> TASK
Each entry should be set down again verbatim, with the images omitted.

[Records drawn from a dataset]
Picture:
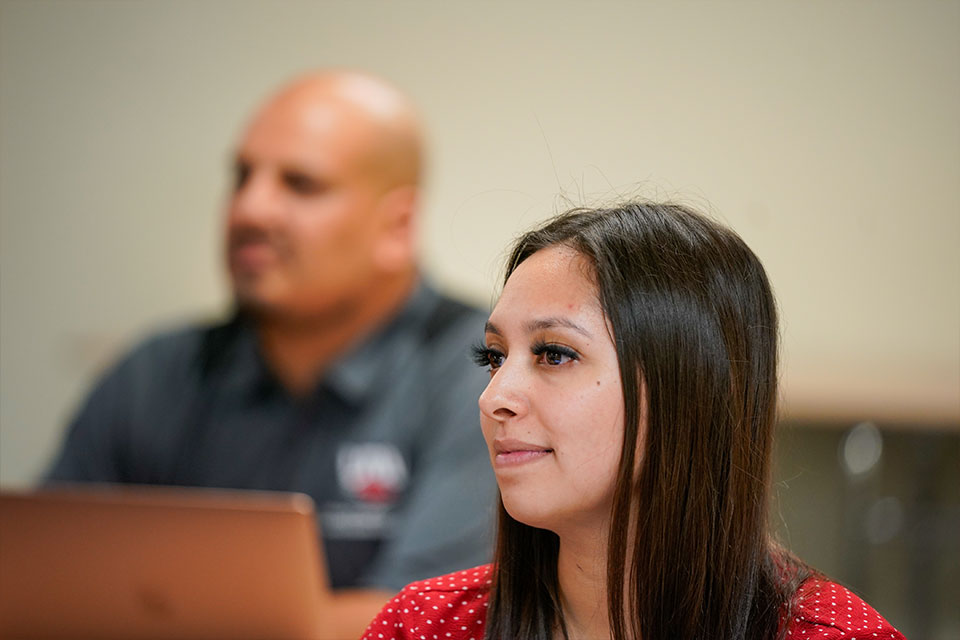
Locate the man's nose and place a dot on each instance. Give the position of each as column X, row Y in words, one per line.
column 257, row 201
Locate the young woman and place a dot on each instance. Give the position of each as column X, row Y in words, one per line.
column 629, row 418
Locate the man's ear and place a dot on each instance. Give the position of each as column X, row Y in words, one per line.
column 397, row 230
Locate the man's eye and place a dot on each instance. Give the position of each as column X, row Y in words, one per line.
column 241, row 171
column 302, row 184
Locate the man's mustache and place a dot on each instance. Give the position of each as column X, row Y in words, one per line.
column 240, row 237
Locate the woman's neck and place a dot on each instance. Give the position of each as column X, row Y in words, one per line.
column 582, row 578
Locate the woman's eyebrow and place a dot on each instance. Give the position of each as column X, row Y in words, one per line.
column 555, row 321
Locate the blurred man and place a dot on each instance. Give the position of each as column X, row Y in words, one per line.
column 341, row 375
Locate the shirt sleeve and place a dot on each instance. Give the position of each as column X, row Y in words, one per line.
column 92, row 448
column 829, row 611
column 447, row 518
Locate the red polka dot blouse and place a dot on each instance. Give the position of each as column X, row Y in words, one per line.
column 454, row 607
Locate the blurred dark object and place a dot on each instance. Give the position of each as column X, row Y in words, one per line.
column 877, row 507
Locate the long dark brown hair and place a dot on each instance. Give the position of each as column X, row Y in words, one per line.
column 695, row 327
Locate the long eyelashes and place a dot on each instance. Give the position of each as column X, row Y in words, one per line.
column 546, row 353
column 553, row 354
column 486, row 357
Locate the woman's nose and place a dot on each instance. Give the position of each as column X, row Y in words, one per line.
column 506, row 395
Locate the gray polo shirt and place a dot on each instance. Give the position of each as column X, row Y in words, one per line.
column 388, row 445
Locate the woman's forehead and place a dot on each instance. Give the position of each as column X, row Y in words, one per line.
column 555, row 282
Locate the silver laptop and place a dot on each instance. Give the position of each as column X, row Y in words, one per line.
column 142, row 563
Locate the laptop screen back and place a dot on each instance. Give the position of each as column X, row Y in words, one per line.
column 143, row 563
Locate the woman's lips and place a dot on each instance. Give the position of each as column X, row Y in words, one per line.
column 510, row 458
column 512, row 452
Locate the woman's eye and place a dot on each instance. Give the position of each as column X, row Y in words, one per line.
column 554, row 355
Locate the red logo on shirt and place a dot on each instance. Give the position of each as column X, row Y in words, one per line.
column 371, row 472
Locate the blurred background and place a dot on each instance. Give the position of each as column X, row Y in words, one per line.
column 827, row 134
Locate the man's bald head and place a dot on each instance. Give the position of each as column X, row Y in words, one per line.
column 382, row 122
column 321, row 221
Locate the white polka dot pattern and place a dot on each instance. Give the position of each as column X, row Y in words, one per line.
column 451, row 607
column 454, row 607
column 829, row 611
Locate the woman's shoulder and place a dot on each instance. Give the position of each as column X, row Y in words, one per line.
column 826, row 610
column 450, row 607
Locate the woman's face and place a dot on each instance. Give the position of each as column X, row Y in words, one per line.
column 552, row 414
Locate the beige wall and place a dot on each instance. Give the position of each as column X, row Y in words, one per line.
column 826, row 133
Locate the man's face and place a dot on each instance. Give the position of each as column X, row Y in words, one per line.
column 301, row 223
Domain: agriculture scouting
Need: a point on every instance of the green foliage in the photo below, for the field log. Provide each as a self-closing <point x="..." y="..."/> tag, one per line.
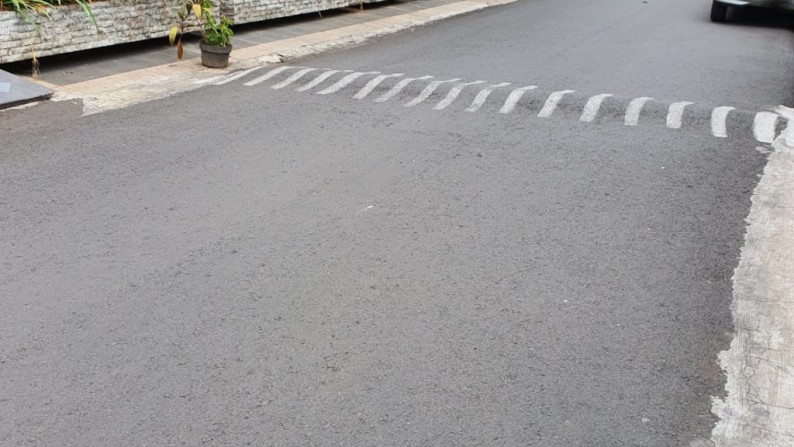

> TASK OUTPUT
Picture:
Locate the man's nose and place a dot on each instance. Give the position of each as column X, row Y in words, one per line.
column 257, row 201
Locate the young woman and place a dot on each instance. Give the position of each as column X, row Y in words, one per line.
column 629, row 418
Locate the man's ear and place a dot on each instance. Give the position of each as column X, row Y in words, one per line.
column 397, row 230
Locate the man's eye and place a dot on each instance. Give the position of each as column X, row Y in words, one per line.
column 241, row 171
column 302, row 184
Locate the man's mustache and place a dot on each instance. Give the position of each as column X, row Y in words, one per line.
column 240, row 237
Locate the woman's neck and place a dot on each instance. Give the position of each as column X, row Y in words, one per line.
column 582, row 578
Locate the woman's eyebrow and place a dot on each instance. Give the position of each as column X, row Y in words, one per line.
column 555, row 321
Locate the blurred man and place a dot on each instance. Give the position of each as column X, row Y in words, one per line.
column 341, row 375
Locate the shirt sleeve and place a dot on each instance. Give the position of each as column X, row Y in words, one per line.
column 92, row 448
column 829, row 611
column 447, row 518
Locate the red polka dot blouse and place a dot on each instance. Give the position of each as column X, row Y in words, one per line.
column 454, row 607
Locate the blurred dark object and place a dot on each instance. Give the position of each as column X, row Y in words, one per line.
column 877, row 507
Locate the long dark brown hair and place a dot on each instance. Give the position of each as column X, row Y in words, one per line.
column 695, row 327
Locate the long eyelashes and place a dot on each instance. Give the position of each as column X, row Y in words, one per line.
column 546, row 353
column 553, row 354
column 486, row 357
Locate the woman's nose and place a dot on each instance. Give the position of each as column X, row Y in words, one per line.
column 506, row 395
Locate the gray polo shirt and place a dot on each instance. Give the position of each as column X, row Y in words, one per line.
column 388, row 445
Locate the woman's forehead and place a dot on each instance. Give the position of each as column X, row Y in words, one per line.
column 555, row 282
Locate the silver laptop and place a dot on each instance. Give the position of each as column X, row Y in words, one per line.
column 142, row 563
Locate the laptop screen back and place a dot on each instance. Give the position of each as column X, row Y in words, one per line.
column 143, row 563
Locate the woman's lips and place a dot on each instance. Give the position of each as column X, row Y in words, one per line.
column 510, row 458
column 512, row 452
Locate the woman's eye and place a dot on each instance. Give the position of each as column X, row Y in words, one per line.
column 554, row 355
Locate the red logo on shirt and place a dot on each instance. Give the position of each as column X, row Y in words, one per line.
column 371, row 472
Locate the blurred background and place a dot on each instance. Give the position of each as column X, row Y in words, one per line.
column 827, row 134
Locate the man's bald head and place a dot on each instance. Give the position of each as column X, row Y in words, one per line.
column 382, row 122
column 321, row 221
Locate the white polka dot pattern and place a dot on each instance. Give the position of each as column X, row Y in words, one per line.
column 451, row 607
column 454, row 607
column 829, row 611
Locate the woman's shoulder and place a dot on each instance. Give the position of each as column X, row Y in words, one per line.
column 826, row 610
column 450, row 607
Locate the woman's face and place a dot on each instance. Give the position of each as column X, row Y in words, one per line.
column 552, row 414
Locate the beige wall and place a dot on each instance. Give the position of each as column X, row Y in words, one per line.
column 826, row 133
Locate the man's face and place a dot on each instance. Give the position of each as column X, row Y in words, one per line.
column 301, row 223
Domain: agriculture scouting
Need: a point on every instance of the green foliage in the photo below, for the field log. Provide each as a self-closing <point x="..." y="..."/> tag, one per line.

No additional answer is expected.